Repeat the listing below in full and exactly, but without its pictures.

** Recorded data follows **

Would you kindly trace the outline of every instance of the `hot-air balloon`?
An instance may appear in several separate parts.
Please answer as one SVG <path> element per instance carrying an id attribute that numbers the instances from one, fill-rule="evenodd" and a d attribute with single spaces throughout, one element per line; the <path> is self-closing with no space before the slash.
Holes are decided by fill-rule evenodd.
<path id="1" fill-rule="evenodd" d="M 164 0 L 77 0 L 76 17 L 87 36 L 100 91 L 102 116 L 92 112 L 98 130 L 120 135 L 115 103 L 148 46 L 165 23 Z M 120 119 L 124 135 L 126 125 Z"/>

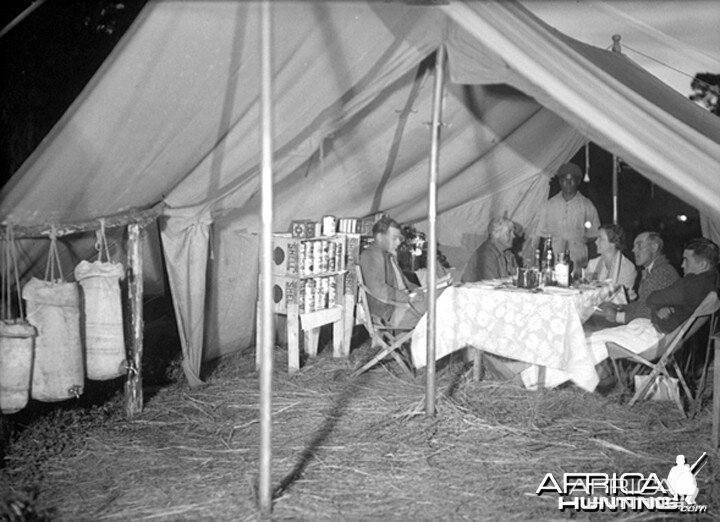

** End of Recorded data **

## Completed exercise
Would you kindly trace the outline of every instance of the `hot-air balloon`?
An instance may appear in several separate parts.
Please answer as one SVG <path> element per instance carrying an id attribute that numbers the instances from one, fill-rule="evenodd" and a d attribute with single spaces throughout, one element per line; the <path> is self-closing with no space before the slash.
Holes are decided by fill-rule evenodd.
<path id="1" fill-rule="evenodd" d="M 164 0 L 77 0 L 76 17 L 87 36 L 100 91 L 102 116 L 92 112 L 98 130 L 120 135 L 115 103 L 148 46 L 165 23 Z M 120 119 L 124 135 L 126 125 Z"/>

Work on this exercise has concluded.